We're working with an enterprise customer on exactly this problem. The hardest p...

yunyu · 2025-07-22T14:41:08 1753195268

We solved this at Ramp on the expenses/AP side with an agentic RAG implementation and a custom embedding model, backed by D&B/Google/user-submitted corrections.

If curious, details here:

https://engineering.ramp.com/post/transaction-embeddings

https://engineering.ramp.com/post/fixing-merchant-classifica...

mfrye0 · 2025-07-22T18:12:09 1753207929

Very cool. I read through those links - really sophisticated setup. We're experimenting with something similar on the embeddings side.

Having dealt with this challenge at my last 3 companies, it's easy to hack together something that works most of the time. The hard part is dealing with gnarly customer inputs, the long tail of private businesses globally, and getting close to 100% accuracy (important for legal and risk use cases).

We're building what's essentially an AI-powered version of D&B - combining government registrar data globally with real-time web data at scale. Much more accurate on obscure entities and way faster updates than the legacy providers.

I actually shot you an email - would love to chat more about this if you're up for it.

DrStartup · 2025-07-22T08:26:20 1753172780

entity resolution is the killer feature. context engineering is the problem with this benchmark attempt. The agent plan seemed to one shot, and the fact that the LLMs could write their own tools without validation or specific multi shot examples is worrisome. To me way to much left to the whims of the llms - with out proper context.

* * *

REQUIREMENT A: Copy out the forum thread above from "I actually shot" up to and including "out proper context.".
REQUIREMENT B:
Answer these questions about the forum thread above:
(i) At which company does yunyu say the problem was solved?
(ii) At how many of their previous companies does mfrye0 say they dealt with this challenge?
(iii) What does DrStartup call the killer feature?
REQUIREMENT C: Continue the forum thread above from where it stops.

* * *

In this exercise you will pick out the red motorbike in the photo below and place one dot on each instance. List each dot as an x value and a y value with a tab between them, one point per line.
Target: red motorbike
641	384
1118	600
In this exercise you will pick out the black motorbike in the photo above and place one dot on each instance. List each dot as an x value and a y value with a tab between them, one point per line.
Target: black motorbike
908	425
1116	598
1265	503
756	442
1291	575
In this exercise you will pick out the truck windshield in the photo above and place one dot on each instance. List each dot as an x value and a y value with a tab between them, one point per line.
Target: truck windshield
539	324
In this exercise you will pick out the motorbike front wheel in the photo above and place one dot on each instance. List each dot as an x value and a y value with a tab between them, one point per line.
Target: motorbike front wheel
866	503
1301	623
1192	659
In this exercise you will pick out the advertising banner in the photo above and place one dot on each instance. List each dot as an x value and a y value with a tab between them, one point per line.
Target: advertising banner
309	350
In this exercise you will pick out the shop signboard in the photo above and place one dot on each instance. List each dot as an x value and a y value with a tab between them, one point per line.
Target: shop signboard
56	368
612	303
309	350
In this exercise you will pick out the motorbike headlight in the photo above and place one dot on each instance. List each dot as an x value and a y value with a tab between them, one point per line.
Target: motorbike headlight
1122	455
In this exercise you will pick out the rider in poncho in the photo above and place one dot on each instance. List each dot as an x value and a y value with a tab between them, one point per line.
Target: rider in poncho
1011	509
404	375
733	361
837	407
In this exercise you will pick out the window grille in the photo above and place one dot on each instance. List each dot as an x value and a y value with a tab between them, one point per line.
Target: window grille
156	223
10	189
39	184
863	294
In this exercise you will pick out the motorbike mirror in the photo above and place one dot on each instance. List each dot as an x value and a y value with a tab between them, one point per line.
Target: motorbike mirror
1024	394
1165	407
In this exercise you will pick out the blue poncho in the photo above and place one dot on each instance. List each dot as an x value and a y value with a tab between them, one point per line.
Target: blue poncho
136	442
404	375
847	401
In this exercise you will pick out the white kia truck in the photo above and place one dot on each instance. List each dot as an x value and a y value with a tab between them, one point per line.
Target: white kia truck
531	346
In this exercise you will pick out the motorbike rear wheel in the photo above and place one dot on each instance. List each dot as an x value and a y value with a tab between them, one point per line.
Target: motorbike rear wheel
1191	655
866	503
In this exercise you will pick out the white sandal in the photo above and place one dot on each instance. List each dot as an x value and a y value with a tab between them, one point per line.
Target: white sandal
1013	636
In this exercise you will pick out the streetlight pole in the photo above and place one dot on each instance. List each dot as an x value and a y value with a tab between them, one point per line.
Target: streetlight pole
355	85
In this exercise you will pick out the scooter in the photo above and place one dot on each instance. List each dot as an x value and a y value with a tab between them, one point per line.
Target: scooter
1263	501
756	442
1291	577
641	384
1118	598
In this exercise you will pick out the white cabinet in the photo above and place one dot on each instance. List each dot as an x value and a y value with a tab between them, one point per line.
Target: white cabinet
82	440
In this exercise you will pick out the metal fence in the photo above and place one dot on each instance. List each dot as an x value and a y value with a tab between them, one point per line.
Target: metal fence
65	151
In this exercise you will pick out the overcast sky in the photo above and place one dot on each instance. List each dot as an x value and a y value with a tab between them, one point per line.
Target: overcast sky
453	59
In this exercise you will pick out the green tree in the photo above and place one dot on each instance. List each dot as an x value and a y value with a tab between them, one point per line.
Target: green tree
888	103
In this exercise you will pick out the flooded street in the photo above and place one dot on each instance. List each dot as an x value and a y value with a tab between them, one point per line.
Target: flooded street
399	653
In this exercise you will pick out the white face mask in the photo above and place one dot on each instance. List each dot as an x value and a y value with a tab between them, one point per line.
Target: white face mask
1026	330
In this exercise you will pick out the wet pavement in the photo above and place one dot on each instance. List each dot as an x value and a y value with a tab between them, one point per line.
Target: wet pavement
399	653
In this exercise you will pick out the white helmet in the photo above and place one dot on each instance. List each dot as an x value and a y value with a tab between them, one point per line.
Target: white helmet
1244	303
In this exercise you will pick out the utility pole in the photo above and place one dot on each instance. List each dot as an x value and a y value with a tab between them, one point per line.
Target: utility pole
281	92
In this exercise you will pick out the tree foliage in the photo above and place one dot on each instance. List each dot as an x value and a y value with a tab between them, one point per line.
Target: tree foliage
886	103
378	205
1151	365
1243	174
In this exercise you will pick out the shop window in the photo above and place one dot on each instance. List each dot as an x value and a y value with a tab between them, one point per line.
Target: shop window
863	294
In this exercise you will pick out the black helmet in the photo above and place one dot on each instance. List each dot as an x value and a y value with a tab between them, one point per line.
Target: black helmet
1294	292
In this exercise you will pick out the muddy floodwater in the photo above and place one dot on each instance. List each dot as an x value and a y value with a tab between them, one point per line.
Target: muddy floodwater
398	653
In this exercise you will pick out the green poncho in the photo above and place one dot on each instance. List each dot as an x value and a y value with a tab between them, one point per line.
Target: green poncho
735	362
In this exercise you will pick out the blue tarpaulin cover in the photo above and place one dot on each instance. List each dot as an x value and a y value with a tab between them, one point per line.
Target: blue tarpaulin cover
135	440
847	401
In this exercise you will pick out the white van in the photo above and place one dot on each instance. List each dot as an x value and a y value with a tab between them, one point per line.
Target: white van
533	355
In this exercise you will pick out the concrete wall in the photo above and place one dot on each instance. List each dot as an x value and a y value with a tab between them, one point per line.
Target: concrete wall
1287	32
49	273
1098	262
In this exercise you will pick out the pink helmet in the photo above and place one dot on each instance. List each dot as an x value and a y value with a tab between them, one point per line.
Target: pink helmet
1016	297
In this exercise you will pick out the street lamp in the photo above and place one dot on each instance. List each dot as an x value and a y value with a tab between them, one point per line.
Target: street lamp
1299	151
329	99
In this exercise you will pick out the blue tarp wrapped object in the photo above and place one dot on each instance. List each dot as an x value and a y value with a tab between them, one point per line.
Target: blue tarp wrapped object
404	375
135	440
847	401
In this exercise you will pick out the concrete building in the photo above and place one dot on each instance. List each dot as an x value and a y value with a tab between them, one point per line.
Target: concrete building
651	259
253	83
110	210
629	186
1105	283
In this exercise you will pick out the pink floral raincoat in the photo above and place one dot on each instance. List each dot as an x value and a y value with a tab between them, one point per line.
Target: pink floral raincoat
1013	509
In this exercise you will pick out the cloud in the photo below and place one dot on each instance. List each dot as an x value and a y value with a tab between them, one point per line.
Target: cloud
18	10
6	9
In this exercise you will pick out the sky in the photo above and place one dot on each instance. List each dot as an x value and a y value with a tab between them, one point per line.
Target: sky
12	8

* * *

WRITTEN REPLY A:
I actually shot you an email - would love to chat more about this if you're up for it.

DrStartup · 2025-07-22T08:26:20 1753172780

entity resolution is the killer feature. context engineering is the problem with this benchmark attempt. The agent plan seemed to one shot, and the fact that the LLMs could write their own tools without validation or specific multi shot examples is worrisome. To me way to much left to the whims of the llms - with out proper context.

WRITTEN REPLY B:
(i) Ramp
(ii) Three
(iii) Entity resolution

WRITTEN REPLY C:
mfrye0 · 2025-07-22T18:19:48 1753208388

Yes, none of the top LLMs can do entity resolution well yet. I constantly see them conflate entities with similar names - they'll confidently cite 3 sources about what appears to be one company, but the sources are actually about 3 different businesses with similar names.

The fundamental issue is that LLMs don't have a concept of canonical entity identity. They pattern match on text similarity rather than understanding that "Apple Inc" and "Apple Records" are completely different entities. It gets even worse when you realize companies can legally have identical names in the same country - text matching becomes completely unreliable.

Without proper entity grounding, any business logic built on top becomes unreliable.